Photo-based referring expression data:
Segment Open

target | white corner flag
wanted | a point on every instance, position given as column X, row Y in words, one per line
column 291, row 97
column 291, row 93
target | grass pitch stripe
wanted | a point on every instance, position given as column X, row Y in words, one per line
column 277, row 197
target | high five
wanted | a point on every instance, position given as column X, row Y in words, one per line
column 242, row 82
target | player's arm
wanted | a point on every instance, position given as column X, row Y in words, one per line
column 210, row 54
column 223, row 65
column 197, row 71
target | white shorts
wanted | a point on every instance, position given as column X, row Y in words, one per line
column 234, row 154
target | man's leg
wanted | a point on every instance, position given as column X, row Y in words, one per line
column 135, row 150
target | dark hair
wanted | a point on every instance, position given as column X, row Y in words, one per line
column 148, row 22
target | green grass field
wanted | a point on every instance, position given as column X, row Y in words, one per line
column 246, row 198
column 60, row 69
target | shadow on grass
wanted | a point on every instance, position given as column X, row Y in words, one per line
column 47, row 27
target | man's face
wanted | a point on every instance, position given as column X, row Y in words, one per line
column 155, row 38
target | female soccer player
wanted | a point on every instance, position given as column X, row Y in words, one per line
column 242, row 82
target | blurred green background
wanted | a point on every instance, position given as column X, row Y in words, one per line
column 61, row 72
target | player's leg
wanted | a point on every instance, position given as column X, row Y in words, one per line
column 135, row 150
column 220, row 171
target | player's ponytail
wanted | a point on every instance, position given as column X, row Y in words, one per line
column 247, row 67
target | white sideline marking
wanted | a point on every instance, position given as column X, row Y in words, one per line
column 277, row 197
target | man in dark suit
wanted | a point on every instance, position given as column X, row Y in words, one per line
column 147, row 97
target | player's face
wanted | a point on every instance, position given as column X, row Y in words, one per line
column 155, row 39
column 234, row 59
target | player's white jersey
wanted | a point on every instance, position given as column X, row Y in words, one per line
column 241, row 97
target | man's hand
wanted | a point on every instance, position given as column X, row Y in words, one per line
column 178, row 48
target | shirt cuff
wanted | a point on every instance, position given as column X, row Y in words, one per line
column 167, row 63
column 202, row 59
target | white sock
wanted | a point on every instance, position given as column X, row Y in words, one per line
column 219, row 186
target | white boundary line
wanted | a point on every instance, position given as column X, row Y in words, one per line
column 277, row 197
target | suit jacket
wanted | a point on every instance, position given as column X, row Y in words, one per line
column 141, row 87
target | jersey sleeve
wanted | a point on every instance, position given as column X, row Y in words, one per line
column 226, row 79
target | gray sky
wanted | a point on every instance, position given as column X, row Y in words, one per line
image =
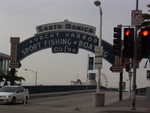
column 20, row 17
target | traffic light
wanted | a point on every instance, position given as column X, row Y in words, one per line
column 128, row 42
column 117, row 43
column 144, row 36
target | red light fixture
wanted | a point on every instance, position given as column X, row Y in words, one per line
column 145, row 33
column 127, row 33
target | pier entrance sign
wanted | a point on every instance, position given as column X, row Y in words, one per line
column 61, row 37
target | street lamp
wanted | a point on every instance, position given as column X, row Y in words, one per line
column 98, row 4
column 33, row 72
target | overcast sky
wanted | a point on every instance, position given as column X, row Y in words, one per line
column 18, row 18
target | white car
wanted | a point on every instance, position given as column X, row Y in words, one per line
column 14, row 94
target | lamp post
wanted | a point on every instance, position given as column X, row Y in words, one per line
column 98, row 4
column 33, row 72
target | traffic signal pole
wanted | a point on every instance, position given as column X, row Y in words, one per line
column 135, row 64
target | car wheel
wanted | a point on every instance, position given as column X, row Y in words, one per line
column 13, row 100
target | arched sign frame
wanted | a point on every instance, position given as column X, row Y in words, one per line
column 65, row 37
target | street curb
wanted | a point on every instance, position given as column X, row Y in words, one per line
column 42, row 95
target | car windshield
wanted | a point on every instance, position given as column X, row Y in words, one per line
column 8, row 89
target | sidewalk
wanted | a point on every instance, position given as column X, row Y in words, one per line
column 125, row 106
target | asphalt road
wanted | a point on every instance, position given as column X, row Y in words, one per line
column 60, row 104
column 75, row 103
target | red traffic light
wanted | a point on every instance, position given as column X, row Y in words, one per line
column 145, row 33
column 127, row 33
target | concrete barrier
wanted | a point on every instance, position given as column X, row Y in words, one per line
column 108, row 98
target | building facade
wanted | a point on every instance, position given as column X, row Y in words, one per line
column 4, row 62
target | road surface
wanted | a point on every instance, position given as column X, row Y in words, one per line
column 76, row 103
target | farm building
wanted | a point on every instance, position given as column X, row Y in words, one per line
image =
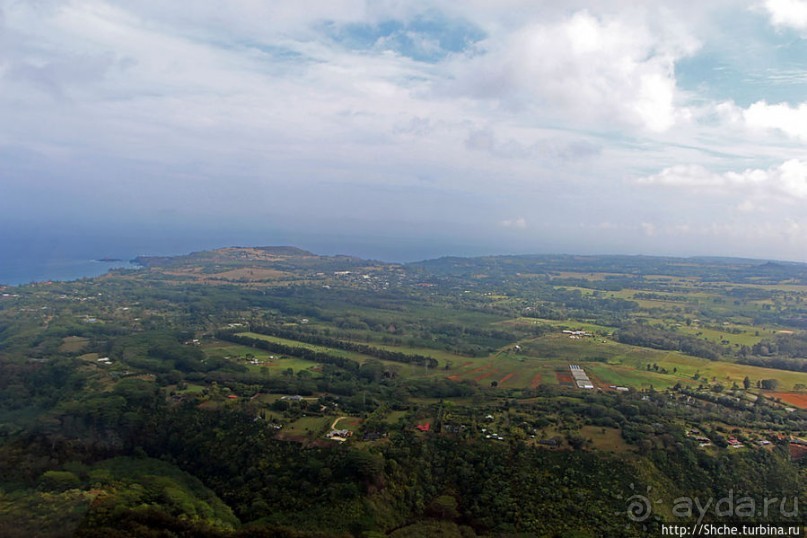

Segment Closed

▶ [What needs to be done]
Every entry is to be reproduced word for word, and no image is carried over.

▶ [Answer below]
target | white corner flag
wanted | a point on every instance, position given as column X, row Y in words, one per line
column 291, row 97
column 291, row 93
target | grass pitch stripe
wanted | a point on every instance, position given as column X, row Y in words, one per line
column 277, row 197
target | high five
wanted | a point on every instance, position given as column X, row Y in words, one per line
column 242, row 82
target | player's arm
wanted | a point on every instance, position given as column X, row Y in words, one per line
column 210, row 54
column 223, row 65
column 197, row 71
target | white shorts
wanted | a point on every instance, position given as column X, row Y in words, one per line
column 234, row 154
target | man's leg
wanted | a point on every instance, position given as column X, row Y in words, one per line
column 135, row 150
target | dark hair
wanted | a point on every instance, position given as column X, row Y in words, one per line
column 148, row 22
target | green grass field
wanted | a point on every instance, position given as column X, row Y in words, one per line
column 246, row 198
column 60, row 69
target | shadow on grass
wanted | a point on every instance, position given as column X, row Y in words, one per line
column 47, row 27
target | man's face
wanted | a point on every instance, position given as column X, row Y in words, one per line
column 155, row 38
target | female soccer player
wanted | a point on every instance, position given as column X, row Y in words, one per line
column 242, row 82
target | blurred green background
wanted | a point on every instance, position given as column X, row Y in words, one per line
column 61, row 72
target | player's leg
wanted | a point on every instance, position given as column X, row Y in words, one per line
column 135, row 150
column 220, row 171
target | player's ponytail
wanted | a point on every instance, position given as column X, row Y in words, one per line
column 247, row 67
target | white sideline marking
wanted | a point on every instance, position given as column X, row Y in words, one per line
column 277, row 197
target | man in dark suit
wanted | a point on every instance, position given as column X, row Y in words, one per line
column 147, row 97
target | player's face
wanted | a point on every instance, position given as column X, row Y in words, one per line
column 155, row 39
column 234, row 59
target | player's white jersey
wanted | a point on every instance, position given as column X, row Y in words, one per line
column 241, row 97
target | man's hand
wanted | a point on every instance, position given as column X, row Y in words, one per line
column 178, row 48
target | shirt cuff
wanted | a point on every instance, position given as column X, row Y in words, one per line
column 167, row 63
column 202, row 59
target | white sock
wanted | a point on every instance, position given as column X, row Y in words, one per line
column 219, row 186
target | white boundary line
wanted | a point on every instance, position given as column X, row Y in words, one per line
column 277, row 197
target | suit jacket
wanted | a point on every instance, position given as column X, row Y in words, one per line
column 141, row 87
target | jersey sleeve
wanted | a point on every instance, position given as column X, row Y in words, one per line
column 226, row 79
target | gray sky
wanted | a point on every instance, position given as column X, row Y in words, one per line
image =
column 20, row 17
target | traffic light
wanted | a point on every instance, position given as column X, row Y in words, one per line
column 128, row 42
column 117, row 43
column 144, row 36
target | red light fixture
wanted | a point on every instance, position given as column X, row Y in words, one per line
column 145, row 33
column 127, row 33
target | pier entrance sign
wanted | a point on every instance, position given as column X, row Y in words, one per line
column 61, row 37
target | street lamp
wanted | a point on every instance, position given as column X, row Y in words, one per line
column 98, row 4
column 33, row 72
target | overcast sky
wanted | a point on every instance, position given as column X, row Y in words, one per line
column 18, row 18
target | white car
wanted | a point on every instance, position given as column X, row Y in words, one per line
column 14, row 94
target | lamp post
wanted | a point on every instance, position given as column X, row Y in words, one per line
column 98, row 4
column 33, row 72
target | traffic signal pole
wanted | a point on every instance, position given as column X, row Y in words, one per line
column 135, row 64
target | car wheel
wanted | a point on every instance, position given as column X, row Y in words, one per line
column 13, row 100
target | arched sign frame
wanted | a point on every instance, position given as column X, row Y in words, one per line
column 65, row 37
target | street curb
wanted | a point on every instance, position given as column X, row Y in words, one per line
column 42, row 95
target | car windshield
wanted | a point on every instance, position given as column X, row Y in words, one per line
column 8, row 89
target | sidewalk
wanted | a point on every instance, position given as column X, row Y in words, one per line
column 125, row 106
target | asphalt road
wanted | a point on every instance, position given as column X, row Y in words, one per line
column 60, row 104
column 75, row 103
target | red traffic light
wanted | a point on every instance, position given as column X, row Y in words, one per line
column 145, row 33
column 127, row 33
target | concrete barrier
wanted | a point on every instance, position given as column X, row Y in words, one per line
column 108, row 98
target | building facade
wanted | a point on every instance, position given as column X, row Y in words, one per line
column 4, row 62
target | road surface
wanted | a point on every instance, position given as column X, row Y in words, one per line
column 76, row 103
target | farm building
wanted | a point on every instance, position given as column X, row Y in words, one per line
image =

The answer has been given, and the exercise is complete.